EXERCISE: Extend the news excerpt on the war in Gaza and the strikes in Syria and Lebanon, picking up after its final sentence.

PAGE EXCERPT:
_____
A total of 25,105 Palestinians have been killed and 62,681 have been injured in Israeli strikes on Gaza since 7 October, the Gaza health ministry said in a statement on Sunday.

Updated

Strike targeting Iranian Revolutionary Guards' Syria spy chief in Damascus killed 12 people - war monitor

A strike targeting the Iranian Revolutionary Guards’ Syria spy chief in Damascus and blamed on Israel killed 12 people, a war monitor said on Sunday in an updated toll.

“The death toll has risen to 12 … five Iranians, including three IRGC leaders, four Syrians working with the Iranians, two Lebanese, and one Iraqi national,” the Syrian Observatory for Human Rights said of Saturday’s strike.

The UK-based monitor with a network of sources inside Syria previously reported 10 deaths, according to AFP.

The Islamic Revolutionary Guard Corps (IRGC) has confirmed it lost five members in the strike it blamed on Israel.

Quoting an informed source, Iran’s Mehr news agency said “the Revolutionary Guards’ Syria intel chief” and his deputy were among those “martyred in the attack on Syria by Israel”.

The monitor said the building targeted belonged to the IRGC and that the neighbourhood is known to be a high-security zone home to leaders of the IRGC and pro-Iran Palestinian factions.

In recent weeks, Israel has been accused of intensifying strikes on senior Iranian and allied figures in Syria and Lebanon, raising fears the war in Gaza could expand into a regional conflict.

Al Jazeera has obtained videos in which Palestinians at the Jabalia refugee camp describe the suffering they are continuing to endure.

“We have no food, only some rice. We do not have flour. There is crowding over the available quantities,” one person said.

“We have been living in suffering for 104 days. Today we are searching for our daily food. There is no flour or wheat. People eat corn, and this is food for birds and animals, not for humans,” another person said.

Updated

Israel’s war against Hamas in Gaza has killed 25,000 Palestinians, the health ministry in the territory has announced, as the UN chief described the scale of civilian killings as “heartbreaking and utterly unacceptable”.

Read the full story here:

Human rights worker Ayman Lubbad is among the Palestinian prisoners claiming abuse in Israeli custody, where six have died.

The Gaza-based activist has not seen his wife and three children for more than a month, since he was ordered to strip to his underwear in the street outside his home, then driven away with other Palestinian men for a week of abuse and detention.

Read the full story here:

Updated

Two Hezbollah fighters were killed on Sunday in a direct hit by an Israeli drone on their vehicle in southern Lebanon, security sources said.

Their ranks were not revealed following the latest Israeli strike in southern Lebanon near the border with Israel that has targeted dozens of Hezbollah fighters in the area, security sources said.

Earlier, residents and security officials said a drone had killed two people and injured at least four others near the village of Kafra 8km from the border.
_____
DATA EXTRACTS:
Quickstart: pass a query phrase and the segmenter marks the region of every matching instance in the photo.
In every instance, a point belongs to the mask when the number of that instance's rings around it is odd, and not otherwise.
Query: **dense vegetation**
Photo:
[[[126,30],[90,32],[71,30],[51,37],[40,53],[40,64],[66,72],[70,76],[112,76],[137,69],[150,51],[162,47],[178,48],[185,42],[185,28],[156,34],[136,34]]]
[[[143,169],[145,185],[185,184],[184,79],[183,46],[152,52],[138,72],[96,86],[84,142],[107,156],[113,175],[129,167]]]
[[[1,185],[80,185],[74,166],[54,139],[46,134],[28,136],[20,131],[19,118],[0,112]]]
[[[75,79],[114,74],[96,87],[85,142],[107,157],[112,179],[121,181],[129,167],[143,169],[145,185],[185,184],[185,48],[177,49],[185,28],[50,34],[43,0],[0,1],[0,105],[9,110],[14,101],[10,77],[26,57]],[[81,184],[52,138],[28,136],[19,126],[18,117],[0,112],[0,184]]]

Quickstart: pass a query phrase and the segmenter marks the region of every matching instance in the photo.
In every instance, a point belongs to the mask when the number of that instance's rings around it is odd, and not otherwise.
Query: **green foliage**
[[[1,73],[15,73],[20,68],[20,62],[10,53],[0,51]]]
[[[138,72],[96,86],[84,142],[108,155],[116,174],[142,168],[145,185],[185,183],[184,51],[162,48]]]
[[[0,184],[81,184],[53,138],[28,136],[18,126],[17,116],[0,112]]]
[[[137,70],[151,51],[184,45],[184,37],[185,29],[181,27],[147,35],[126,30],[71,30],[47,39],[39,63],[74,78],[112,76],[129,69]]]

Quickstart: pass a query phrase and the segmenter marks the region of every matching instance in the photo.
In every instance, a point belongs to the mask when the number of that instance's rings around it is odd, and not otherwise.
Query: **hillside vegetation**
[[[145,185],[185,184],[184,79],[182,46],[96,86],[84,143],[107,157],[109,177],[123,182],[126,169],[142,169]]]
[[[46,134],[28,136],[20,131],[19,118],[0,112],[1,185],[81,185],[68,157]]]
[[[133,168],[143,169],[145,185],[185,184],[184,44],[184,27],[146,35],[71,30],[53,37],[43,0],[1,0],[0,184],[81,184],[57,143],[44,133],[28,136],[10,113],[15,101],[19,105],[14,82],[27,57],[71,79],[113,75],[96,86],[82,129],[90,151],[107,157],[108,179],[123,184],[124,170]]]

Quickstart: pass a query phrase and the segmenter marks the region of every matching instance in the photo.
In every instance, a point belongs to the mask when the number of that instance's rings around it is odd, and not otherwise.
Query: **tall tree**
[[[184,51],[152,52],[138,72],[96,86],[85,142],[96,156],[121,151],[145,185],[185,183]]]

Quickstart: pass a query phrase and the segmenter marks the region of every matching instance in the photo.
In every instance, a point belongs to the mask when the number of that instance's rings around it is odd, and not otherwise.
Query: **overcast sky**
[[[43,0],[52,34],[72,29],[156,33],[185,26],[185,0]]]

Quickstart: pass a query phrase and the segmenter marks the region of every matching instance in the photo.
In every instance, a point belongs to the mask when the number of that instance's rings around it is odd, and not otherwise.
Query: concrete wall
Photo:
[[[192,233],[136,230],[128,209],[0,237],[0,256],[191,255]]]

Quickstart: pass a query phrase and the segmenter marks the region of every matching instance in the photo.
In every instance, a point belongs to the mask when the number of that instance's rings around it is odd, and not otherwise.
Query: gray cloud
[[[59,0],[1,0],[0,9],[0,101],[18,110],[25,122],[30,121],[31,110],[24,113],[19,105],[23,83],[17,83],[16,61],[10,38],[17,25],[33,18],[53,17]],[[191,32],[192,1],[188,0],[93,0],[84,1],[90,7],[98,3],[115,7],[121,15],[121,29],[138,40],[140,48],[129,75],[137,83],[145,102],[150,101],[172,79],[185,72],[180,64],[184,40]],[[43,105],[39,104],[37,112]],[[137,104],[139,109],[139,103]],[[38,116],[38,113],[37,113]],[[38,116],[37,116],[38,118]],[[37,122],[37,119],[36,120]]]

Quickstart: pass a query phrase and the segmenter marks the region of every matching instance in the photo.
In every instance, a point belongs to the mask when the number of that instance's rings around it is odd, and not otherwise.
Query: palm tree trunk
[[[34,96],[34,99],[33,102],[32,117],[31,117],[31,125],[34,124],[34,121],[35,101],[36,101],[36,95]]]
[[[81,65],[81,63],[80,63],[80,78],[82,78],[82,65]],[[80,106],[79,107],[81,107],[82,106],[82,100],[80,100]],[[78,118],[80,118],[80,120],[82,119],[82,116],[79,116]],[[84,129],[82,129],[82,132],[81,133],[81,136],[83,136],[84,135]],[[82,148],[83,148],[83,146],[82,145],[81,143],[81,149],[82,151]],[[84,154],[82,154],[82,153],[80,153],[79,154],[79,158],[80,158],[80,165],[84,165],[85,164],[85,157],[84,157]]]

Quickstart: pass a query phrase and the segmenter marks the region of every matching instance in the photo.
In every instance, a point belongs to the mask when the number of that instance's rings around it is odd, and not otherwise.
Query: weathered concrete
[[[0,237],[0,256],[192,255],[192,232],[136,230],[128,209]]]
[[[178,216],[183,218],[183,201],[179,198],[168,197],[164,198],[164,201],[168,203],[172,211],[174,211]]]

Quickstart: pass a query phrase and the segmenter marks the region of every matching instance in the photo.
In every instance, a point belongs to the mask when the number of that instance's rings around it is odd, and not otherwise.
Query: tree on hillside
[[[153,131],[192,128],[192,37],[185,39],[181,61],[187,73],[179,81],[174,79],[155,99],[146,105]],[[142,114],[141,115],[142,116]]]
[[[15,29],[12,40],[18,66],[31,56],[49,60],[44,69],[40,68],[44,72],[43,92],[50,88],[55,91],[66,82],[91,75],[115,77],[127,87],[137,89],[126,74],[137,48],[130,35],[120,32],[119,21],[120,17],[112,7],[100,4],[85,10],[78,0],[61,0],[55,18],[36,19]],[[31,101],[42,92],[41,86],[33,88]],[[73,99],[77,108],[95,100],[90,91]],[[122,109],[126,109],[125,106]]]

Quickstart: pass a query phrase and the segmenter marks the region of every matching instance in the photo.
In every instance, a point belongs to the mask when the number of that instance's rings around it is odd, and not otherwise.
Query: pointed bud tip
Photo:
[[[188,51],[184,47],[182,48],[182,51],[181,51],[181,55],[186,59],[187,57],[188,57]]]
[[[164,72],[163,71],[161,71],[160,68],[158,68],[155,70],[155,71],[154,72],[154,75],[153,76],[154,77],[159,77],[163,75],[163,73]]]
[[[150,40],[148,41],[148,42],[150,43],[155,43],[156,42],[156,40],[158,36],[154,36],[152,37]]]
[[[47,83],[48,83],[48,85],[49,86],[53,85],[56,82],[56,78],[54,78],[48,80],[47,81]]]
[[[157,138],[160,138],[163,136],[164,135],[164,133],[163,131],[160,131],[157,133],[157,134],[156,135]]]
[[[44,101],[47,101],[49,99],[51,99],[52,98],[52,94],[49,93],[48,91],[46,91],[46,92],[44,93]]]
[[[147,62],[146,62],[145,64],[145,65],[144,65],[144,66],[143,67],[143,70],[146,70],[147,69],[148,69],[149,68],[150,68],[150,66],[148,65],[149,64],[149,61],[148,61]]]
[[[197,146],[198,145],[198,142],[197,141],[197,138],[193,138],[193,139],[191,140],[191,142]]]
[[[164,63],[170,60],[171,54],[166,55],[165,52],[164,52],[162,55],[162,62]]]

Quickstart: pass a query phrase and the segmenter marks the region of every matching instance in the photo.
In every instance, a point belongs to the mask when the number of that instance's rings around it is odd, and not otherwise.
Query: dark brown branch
_____
ANSWER SPACE:
Hezbollah has been trading fire across Lebanon’s southern border with Israeli forces in support of the militia group’s Palestinian ally Hamas in the Gaza Strip.

Updated

Summary of the day so far...

  • A total of 25,105 Palestinians have been killed and 62,681 have been injured in Israeli strikes on Gaza since 7 October, the Gaza health ministry said in a statement on Sunday. The UN’s secretary general, António Guterres, later denounced Israel for the “heartbreaking” killings of Palestinian civilians in Gaza. “Israel’s military operations have spread mass destruction and killed civilians on a scale unprecedented during my time as secretary general,” Guterres said at the opening of a summit of the G77+China in the Ugandan capital, Kampala. “This is heartbreaking and utterly unacceptable. The Middle East is a tinder-box, we must do all we can to prevent conflict from igniting across the region.”

  • The UK’s defence secretary, Grant Shapps, described Benjamin Netanyahu’s opposition to a Palestinian state as “disappointing”. Netanyahu’s spokesperson claimed that in a phone call with Joe Biden, the Israeli leader told the US president that his country’s security needs left no space for a sovereign Palestinian state.

  • Hamas’s Qatar-based chief, Ismail Haniyeh, has held a meeting with the Turkish foreign minister, Hakan Fidan, diplomatic sources told AFP, in the first official contact between the two since a phone call on 16 October. One of the sources said the main topics discussed were the establishment of a ceasefire “as quickly as possible” and the release of the remaining Israeli hostages held by Hamas.

  • A US official has told Reuters that US personnel suffered minor injuries and a member of Iraq’s security forces was injured in an attack on Iraq’s Ain al-Asad airbase. In a statement, the US military’s Central Command said that the base was hit on Saturday by ballistic missiles and rockets fired by Iranian-backed militants from inside Iraq.

Updated

Key event

At least two people were killed and several others injured in a suspected Israeli drone strike on Sunday that targeted a car in southern Lebanon, security sources told Reuters.

Ambulances rushed to the site near a Lebanese army checkpoint, and it was not clear who was targeted in the strike, residents and security sources said. These claims are yet to be independently verified by the Guardian.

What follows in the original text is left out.